───── THE INPUT ─────
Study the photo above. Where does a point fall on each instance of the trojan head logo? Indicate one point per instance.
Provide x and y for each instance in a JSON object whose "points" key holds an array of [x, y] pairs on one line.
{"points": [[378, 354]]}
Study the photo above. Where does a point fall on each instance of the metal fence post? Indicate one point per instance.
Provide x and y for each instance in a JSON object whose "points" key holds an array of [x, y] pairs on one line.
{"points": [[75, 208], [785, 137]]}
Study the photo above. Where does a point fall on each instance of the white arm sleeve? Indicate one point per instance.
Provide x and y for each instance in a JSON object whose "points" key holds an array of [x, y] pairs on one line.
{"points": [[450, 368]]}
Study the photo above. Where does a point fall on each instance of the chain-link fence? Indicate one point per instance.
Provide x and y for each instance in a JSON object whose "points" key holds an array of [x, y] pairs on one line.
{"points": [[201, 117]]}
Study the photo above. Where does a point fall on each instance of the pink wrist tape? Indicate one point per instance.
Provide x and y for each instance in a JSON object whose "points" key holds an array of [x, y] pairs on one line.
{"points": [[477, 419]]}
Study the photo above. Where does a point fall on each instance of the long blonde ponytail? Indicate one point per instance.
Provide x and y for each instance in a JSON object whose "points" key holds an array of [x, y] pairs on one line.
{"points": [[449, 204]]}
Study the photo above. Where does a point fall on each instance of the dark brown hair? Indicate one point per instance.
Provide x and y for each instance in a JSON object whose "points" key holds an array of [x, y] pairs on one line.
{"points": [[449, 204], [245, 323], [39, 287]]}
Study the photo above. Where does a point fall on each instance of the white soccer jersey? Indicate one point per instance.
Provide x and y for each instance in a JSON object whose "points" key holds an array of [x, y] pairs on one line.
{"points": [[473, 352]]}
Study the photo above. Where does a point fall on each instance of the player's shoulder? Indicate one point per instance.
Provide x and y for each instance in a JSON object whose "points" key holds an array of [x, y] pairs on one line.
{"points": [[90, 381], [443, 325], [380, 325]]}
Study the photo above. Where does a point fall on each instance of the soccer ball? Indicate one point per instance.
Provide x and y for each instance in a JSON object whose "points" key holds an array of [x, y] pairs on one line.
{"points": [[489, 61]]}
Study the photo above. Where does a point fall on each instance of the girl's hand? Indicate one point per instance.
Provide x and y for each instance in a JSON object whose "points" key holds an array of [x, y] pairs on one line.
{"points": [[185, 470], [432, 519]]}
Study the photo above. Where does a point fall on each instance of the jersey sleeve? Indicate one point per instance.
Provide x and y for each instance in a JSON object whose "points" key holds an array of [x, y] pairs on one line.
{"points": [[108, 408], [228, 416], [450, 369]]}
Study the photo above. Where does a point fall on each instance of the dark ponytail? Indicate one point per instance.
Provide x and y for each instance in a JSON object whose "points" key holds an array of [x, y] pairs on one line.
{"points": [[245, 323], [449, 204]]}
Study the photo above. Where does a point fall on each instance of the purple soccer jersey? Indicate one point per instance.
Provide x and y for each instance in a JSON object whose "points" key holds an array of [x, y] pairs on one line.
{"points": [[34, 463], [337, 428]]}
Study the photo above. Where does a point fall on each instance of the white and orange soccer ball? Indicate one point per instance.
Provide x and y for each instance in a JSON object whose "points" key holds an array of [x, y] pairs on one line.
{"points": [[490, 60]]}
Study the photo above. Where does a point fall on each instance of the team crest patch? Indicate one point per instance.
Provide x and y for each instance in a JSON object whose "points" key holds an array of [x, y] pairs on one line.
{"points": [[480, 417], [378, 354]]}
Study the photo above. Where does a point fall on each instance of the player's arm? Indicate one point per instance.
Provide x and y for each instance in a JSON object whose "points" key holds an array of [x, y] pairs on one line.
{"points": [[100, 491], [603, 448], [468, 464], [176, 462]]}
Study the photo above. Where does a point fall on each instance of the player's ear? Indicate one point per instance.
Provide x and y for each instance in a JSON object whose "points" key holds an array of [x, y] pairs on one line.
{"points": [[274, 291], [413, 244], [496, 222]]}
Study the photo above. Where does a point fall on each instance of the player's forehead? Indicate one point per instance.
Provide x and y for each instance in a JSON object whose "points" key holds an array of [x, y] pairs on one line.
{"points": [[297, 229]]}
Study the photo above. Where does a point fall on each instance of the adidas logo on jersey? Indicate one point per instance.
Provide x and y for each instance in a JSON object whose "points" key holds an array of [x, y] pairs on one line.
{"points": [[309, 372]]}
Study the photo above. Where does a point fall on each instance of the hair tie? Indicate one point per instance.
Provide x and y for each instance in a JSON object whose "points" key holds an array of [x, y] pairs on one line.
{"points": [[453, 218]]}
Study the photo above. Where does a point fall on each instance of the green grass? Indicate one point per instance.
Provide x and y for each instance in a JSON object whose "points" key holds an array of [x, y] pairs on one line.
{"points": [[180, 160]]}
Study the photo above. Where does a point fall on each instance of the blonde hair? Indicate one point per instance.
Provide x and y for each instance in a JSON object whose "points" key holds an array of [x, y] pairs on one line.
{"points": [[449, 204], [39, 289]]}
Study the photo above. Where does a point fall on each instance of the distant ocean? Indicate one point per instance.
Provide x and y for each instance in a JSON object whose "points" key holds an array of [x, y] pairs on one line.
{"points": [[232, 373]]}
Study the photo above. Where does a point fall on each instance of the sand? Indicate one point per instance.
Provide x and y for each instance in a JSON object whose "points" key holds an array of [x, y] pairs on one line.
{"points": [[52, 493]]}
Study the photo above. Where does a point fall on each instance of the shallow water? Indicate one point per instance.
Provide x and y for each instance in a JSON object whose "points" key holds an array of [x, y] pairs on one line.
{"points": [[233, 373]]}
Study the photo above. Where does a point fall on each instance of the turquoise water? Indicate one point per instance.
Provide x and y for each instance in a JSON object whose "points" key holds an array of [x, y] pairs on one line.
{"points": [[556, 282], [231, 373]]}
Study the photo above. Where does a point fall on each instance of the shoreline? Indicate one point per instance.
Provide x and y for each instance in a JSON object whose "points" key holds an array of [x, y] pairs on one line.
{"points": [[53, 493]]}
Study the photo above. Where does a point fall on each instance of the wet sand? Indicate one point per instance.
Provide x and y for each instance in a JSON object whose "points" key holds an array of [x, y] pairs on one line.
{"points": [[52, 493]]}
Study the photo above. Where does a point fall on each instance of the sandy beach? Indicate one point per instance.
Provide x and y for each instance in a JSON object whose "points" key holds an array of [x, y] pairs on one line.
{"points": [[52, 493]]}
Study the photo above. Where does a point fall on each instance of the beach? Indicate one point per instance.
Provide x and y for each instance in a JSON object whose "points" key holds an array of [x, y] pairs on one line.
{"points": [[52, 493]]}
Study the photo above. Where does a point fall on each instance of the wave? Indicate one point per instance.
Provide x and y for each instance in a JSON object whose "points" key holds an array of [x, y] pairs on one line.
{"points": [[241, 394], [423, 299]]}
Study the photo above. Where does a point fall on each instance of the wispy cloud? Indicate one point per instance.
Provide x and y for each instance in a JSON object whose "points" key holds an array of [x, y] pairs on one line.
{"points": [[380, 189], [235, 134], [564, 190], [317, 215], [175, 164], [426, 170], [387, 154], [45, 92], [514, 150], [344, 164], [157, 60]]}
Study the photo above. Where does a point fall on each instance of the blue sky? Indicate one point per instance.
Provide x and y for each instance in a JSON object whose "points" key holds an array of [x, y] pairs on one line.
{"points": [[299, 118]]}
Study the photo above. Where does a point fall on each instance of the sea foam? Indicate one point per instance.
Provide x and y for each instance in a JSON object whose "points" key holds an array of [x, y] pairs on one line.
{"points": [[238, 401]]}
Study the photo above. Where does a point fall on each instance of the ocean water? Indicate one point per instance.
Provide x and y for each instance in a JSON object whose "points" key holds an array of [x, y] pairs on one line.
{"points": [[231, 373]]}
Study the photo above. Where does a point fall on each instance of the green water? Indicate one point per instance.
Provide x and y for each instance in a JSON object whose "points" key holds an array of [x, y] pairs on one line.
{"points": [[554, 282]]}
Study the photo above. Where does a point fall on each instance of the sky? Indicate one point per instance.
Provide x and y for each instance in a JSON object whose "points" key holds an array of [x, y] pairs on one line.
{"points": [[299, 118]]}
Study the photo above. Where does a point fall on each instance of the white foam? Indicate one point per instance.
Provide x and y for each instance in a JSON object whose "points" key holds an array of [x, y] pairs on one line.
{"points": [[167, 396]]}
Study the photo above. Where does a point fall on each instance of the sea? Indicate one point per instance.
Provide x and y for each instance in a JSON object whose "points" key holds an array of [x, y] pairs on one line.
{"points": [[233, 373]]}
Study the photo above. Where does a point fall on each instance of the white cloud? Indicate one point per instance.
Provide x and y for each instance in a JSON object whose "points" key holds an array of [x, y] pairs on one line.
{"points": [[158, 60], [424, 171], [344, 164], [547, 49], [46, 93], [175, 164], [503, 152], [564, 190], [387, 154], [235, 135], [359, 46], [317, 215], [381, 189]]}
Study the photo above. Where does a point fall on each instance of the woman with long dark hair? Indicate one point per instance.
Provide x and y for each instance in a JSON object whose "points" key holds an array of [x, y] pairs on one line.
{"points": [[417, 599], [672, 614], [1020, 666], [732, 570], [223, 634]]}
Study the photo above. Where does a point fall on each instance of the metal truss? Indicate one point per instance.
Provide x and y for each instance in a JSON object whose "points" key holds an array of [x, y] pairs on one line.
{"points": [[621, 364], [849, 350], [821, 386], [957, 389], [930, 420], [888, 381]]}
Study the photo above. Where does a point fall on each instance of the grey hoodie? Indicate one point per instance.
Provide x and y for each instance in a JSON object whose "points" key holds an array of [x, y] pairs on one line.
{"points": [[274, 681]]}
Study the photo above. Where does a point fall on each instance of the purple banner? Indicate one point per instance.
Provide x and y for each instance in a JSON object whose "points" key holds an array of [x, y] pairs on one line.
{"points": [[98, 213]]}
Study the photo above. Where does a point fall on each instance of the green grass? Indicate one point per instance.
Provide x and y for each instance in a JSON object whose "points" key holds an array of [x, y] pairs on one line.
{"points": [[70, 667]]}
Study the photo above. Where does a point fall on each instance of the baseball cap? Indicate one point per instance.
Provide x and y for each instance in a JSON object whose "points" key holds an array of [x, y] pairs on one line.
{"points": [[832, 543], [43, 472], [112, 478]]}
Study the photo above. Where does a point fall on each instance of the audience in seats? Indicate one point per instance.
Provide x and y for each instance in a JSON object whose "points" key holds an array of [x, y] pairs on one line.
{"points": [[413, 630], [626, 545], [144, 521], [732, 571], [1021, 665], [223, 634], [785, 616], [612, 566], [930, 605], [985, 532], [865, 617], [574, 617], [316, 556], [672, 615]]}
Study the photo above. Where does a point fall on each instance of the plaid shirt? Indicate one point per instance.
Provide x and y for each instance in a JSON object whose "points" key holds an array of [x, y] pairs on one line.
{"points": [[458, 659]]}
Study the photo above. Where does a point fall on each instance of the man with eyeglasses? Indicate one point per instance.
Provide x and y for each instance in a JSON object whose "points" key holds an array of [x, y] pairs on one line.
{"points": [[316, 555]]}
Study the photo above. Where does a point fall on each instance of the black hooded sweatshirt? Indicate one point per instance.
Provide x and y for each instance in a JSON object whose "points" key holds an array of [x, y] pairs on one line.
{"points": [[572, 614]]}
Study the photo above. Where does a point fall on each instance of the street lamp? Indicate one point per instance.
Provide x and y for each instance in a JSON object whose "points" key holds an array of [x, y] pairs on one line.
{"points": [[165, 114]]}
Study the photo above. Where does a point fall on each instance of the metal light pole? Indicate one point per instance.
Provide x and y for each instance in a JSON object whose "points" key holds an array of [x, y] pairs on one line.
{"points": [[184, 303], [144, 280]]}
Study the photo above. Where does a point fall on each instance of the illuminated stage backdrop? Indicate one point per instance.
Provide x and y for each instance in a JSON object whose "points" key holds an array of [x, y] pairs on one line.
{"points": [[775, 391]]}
─────
▶ _TASK DESCRIPTION_: Only the lines from the one that contains "lamp? Indicate one point per instance." through the last line should be repeated, each exactly as it stands, with both ends included.

▶ _CORRECT RESULT_:
Study the photo above. Where does a point fall on each instance of the street lamp? Indicate one point per instance.
Provide x and y for each instance in a JSON object whose "points" key holds an array of [x, y] pairs on one line.
{"points": [[165, 114]]}
Study the photo above. Where does a point fall on each instance of the metal light pole? Indicate one point per instance.
Provide x and y for each instance in a JSON object whose "points" key holds an array of [x, y] pairs on one line.
{"points": [[184, 303], [144, 280]]}
Study the photo above. Where does a point fall on each instance of the illuminated stage backdrop? Indicate one point per instance.
Provide x and y for each instance in a JSON object whose "points" key holds an array of [x, y] pairs on one line.
{"points": [[775, 391]]}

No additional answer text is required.